(ASSIGNMENT)
Give the number of lines in the entries below that hold "person", with no accompanying words.

*** Opening of EXERCISE MATERIAL ***

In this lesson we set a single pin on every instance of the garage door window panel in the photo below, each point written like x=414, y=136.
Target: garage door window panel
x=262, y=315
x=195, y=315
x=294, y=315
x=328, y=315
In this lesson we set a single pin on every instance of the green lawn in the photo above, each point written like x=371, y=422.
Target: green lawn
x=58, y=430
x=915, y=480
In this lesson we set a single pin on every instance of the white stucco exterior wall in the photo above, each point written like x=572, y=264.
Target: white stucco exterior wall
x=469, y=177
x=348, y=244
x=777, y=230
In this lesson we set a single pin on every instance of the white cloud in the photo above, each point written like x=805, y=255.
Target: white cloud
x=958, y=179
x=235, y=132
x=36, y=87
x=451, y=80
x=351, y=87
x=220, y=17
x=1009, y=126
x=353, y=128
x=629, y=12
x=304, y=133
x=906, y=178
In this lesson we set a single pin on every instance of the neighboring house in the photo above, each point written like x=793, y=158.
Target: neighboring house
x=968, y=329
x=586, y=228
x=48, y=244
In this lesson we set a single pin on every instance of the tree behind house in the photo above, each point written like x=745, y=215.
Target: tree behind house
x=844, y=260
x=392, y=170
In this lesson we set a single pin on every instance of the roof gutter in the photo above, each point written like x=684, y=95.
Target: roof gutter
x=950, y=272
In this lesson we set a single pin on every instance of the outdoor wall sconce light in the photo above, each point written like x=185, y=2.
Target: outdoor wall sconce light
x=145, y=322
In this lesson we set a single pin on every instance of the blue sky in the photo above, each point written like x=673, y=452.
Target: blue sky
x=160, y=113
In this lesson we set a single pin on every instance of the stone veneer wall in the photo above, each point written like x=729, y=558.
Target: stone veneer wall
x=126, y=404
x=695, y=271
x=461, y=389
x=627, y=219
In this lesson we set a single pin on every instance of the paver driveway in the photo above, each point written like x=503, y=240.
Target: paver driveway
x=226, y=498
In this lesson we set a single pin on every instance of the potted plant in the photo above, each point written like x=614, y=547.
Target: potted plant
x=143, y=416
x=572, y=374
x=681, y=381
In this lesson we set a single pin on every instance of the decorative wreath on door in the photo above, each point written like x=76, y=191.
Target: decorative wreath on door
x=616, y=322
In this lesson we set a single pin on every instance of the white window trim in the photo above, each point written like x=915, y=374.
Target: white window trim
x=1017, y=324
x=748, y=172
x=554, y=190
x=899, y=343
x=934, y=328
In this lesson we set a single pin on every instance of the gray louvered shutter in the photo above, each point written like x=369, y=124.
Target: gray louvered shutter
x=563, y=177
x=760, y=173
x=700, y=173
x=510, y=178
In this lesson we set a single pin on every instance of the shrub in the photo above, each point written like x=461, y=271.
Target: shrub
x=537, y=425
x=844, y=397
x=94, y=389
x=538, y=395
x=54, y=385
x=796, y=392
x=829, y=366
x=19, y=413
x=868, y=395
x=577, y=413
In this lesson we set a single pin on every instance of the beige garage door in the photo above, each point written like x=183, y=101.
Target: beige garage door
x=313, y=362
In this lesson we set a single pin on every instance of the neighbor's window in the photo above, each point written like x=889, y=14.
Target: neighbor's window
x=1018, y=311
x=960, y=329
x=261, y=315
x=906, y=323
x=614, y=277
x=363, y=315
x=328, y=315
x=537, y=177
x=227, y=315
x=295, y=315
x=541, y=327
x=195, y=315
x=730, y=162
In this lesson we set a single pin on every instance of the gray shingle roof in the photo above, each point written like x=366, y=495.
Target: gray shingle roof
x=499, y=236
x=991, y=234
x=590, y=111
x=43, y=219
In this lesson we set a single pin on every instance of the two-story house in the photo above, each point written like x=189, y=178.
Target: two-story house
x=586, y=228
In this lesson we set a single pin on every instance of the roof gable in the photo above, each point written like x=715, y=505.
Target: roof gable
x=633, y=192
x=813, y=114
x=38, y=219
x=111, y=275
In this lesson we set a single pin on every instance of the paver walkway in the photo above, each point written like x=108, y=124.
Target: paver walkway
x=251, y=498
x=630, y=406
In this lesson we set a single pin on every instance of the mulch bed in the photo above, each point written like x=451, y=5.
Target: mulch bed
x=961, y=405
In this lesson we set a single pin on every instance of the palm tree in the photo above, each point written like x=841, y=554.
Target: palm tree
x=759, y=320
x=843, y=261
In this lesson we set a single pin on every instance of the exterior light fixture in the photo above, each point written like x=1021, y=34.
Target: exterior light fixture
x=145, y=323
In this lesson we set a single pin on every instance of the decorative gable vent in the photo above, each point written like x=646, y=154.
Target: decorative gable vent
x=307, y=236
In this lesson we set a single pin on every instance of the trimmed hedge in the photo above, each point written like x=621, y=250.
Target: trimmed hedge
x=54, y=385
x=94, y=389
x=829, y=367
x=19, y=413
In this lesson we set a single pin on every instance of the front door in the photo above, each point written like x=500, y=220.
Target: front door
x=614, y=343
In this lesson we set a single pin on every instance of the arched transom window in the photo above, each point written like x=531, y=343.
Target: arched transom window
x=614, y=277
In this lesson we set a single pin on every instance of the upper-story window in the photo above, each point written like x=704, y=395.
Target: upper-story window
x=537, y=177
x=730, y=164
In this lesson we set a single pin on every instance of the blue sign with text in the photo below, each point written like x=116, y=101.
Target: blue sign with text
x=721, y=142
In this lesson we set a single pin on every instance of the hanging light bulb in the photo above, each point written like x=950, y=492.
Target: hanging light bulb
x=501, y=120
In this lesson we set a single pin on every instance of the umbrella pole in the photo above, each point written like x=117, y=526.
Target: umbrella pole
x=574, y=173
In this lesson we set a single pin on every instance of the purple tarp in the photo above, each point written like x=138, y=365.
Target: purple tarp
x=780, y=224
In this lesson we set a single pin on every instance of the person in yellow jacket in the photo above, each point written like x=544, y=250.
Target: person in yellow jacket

*** Close of EXERCISE MATERIAL ***

(RESPONSE BELOW)
2